*DOCUMENT SECTION*.
= CLOVER2000 =

CLOVER is the name of a series or class of modem modulation techniques (“waveforms”) specifically designed for use over high frequency (HF) radio systems.

- CLOVER-II was the first CLOVER waveform sold commercially, developed by Ray Petit, W7GHM, and HAL Communications in 1990–92.
- CLOVER-2000 is a higher-rate and wider bandwidth version of CLOVER developed in 1995.
- CLOVER-400 is a special 400 Hz wide waveform that was developed for Globe Wireless.

==Modulation schemes==
In ARQ mode, all CCB's (CLOVER Control Blocks) use BPSK modulation and data blocks may be sent using BPSK, QPSK, 8PSK (see phase-shift keying), 8P2A, or 16P4A (see QAM) modulation. Data is sent in 255-byte blocks. The FEC broadcast mode of CLOVER-2000 is usually disabled although special formats are available for specific applications.

*DATASET EXCERPT*.
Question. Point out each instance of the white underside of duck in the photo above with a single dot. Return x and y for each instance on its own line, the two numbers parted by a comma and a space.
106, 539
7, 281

*TASK SET*.
#1 Which modulation types does the CLOVER2000 document say ARQ-mode data blocks may use?
#2 Extend the CLOVER2000 article, starting after its final sentence.

*EXPECTED RESPONSES*.
#1 BPSK, QPSK, 8PSK, 8P2A, 16P4A

#2
The coding polynomial protocol could be shared after payment in Bit Coin

==Radio Interface requirements for CLOVER-2000==
The CLOVER waveform offers high performance, error correction, and spectral efficiency. CLOVER is specifically designed for use over HF radio communications links. It may be used with virtually any modern HF SSB radio. However, certain special set-up and adjustment techniques are required to get maximum performance when using CLOVER.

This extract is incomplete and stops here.